═══ EXCERPTED DATA ═══

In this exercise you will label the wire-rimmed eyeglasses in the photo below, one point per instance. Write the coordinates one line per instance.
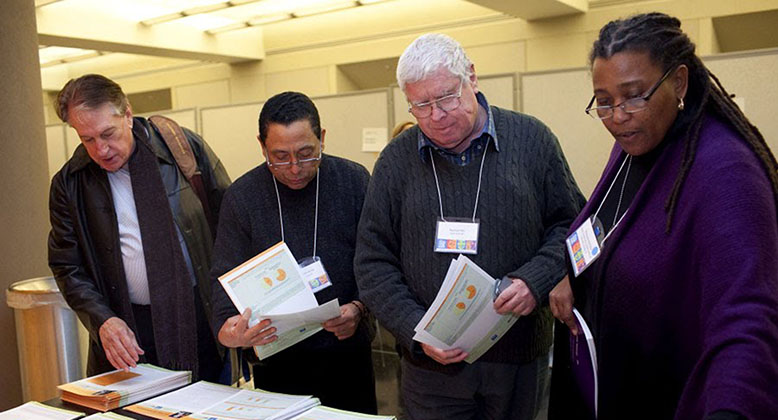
(630, 106)
(300, 162)
(446, 103)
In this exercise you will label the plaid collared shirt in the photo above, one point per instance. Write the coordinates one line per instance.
(476, 146)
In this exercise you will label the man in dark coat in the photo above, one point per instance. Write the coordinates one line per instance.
(130, 244)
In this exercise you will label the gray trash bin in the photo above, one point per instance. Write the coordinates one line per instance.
(47, 337)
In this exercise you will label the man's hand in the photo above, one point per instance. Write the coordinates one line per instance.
(346, 324)
(235, 332)
(561, 302)
(517, 298)
(121, 348)
(444, 357)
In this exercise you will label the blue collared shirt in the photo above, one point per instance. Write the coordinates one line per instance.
(476, 146)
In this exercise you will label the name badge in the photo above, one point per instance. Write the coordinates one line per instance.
(315, 275)
(585, 244)
(457, 236)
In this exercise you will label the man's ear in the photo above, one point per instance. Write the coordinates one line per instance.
(262, 145)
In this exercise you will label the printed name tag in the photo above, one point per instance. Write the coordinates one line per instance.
(457, 236)
(584, 245)
(314, 274)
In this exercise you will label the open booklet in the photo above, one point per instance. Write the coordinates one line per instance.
(272, 285)
(118, 388)
(462, 315)
(208, 401)
(584, 362)
(36, 411)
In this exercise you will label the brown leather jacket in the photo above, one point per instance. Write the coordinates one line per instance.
(84, 251)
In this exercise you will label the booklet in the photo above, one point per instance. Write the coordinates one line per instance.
(584, 362)
(115, 389)
(462, 315)
(327, 413)
(34, 410)
(208, 401)
(272, 285)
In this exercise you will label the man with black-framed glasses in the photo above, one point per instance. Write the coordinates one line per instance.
(312, 202)
(471, 179)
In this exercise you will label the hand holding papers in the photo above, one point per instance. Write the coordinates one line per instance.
(462, 315)
(272, 286)
(118, 388)
(326, 413)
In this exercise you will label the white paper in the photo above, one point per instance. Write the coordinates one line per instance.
(204, 400)
(269, 283)
(374, 139)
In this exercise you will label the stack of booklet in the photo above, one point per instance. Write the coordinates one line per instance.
(205, 400)
(118, 388)
(37, 411)
(462, 315)
(274, 286)
(326, 413)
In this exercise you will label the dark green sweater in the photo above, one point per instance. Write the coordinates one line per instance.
(528, 199)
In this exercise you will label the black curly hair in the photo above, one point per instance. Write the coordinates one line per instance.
(661, 37)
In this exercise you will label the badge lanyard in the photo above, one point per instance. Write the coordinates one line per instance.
(312, 269)
(585, 244)
(458, 235)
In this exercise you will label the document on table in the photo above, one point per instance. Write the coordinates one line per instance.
(272, 285)
(107, 416)
(327, 413)
(36, 411)
(205, 400)
(118, 388)
(462, 315)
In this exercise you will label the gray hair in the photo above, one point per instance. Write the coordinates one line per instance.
(90, 91)
(428, 54)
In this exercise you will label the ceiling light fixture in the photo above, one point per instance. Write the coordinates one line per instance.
(194, 11)
(41, 3)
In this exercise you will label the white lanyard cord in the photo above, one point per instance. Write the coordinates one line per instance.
(477, 192)
(316, 211)
(627, 159)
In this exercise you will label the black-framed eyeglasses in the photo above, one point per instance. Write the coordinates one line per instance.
(446, 103)
(300, 162)
(630, 106)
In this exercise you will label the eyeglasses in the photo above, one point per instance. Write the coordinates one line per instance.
(446, 103)
(301, 163)
(630, 106)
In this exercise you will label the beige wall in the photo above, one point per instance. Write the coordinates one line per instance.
(304, 54)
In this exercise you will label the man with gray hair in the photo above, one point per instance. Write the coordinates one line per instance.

═══

Write out only what runs from the line holding "In this exercise you will label the white lanyard" through the last line of the records, exactly as shown.

▸ **ANSWER FOR THIS EXERCISE**
In this exercise you will label the white lanyard cord in the photo above, one point per instance. Write the coordinates one line per instance.
(477, 192)
(316, 211)
(627, 159)
In this exercise you will label the black-framed eyeglasses in the photo above, one point per instance. Write the coordinates one line per instance.
(446, 103)
(300, 162)
(630, 106)
In this exercise you will label the eyeglasses in the photo above, one point per instance. Write the coordinates one line per instance.
(446, 103)
(301, 163)
(630, 106)
In this exercise you will label the beige wall in the photo above, one point per instance. Write the coordinates one line per instance.
(304, 54)
In this exercise you will label the man with gray hair in the photo above, one point per instance. Write the coordinates one line per instance.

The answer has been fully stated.